-- start DATA SECTION --

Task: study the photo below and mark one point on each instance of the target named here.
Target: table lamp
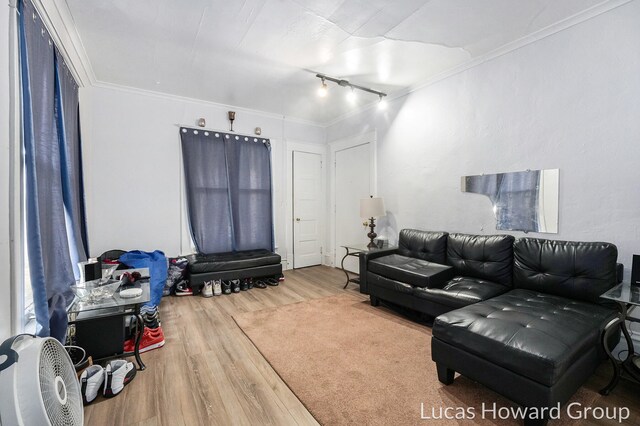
(371, 208)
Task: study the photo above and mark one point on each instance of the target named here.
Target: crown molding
(172, 97)
(57, 19)
(543, 33)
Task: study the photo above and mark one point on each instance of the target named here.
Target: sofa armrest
(619, 272)
(365, 257)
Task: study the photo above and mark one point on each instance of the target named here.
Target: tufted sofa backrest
(488, 257)
(426, 245)
(573, 269)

-- end DATA SECTION --

Please write out all the lines above again, task wording included, but add 52 to every number in the point coordinates. Leave the pictures out of your answer.

=== SOLVED PROBLEM ===
Task: study the photo below and mark one point on each instance of the target named here.
Target: table lamp
(423, 260)
Task: study the photo above and mark one point on each instance of the target named here.
Target: crown molding
(224, 149)
(109, 71)
(595, 85)
Task: study the photo above and mark one point on each instance of the target named here.
Target: sofa armrest
(671, 324)
(417, 309)
Task: study the photo above and mark one point on each instance of the target named here.
Target: tufted sofa backrest
(540, 309)
(478, 297)
(625, 321)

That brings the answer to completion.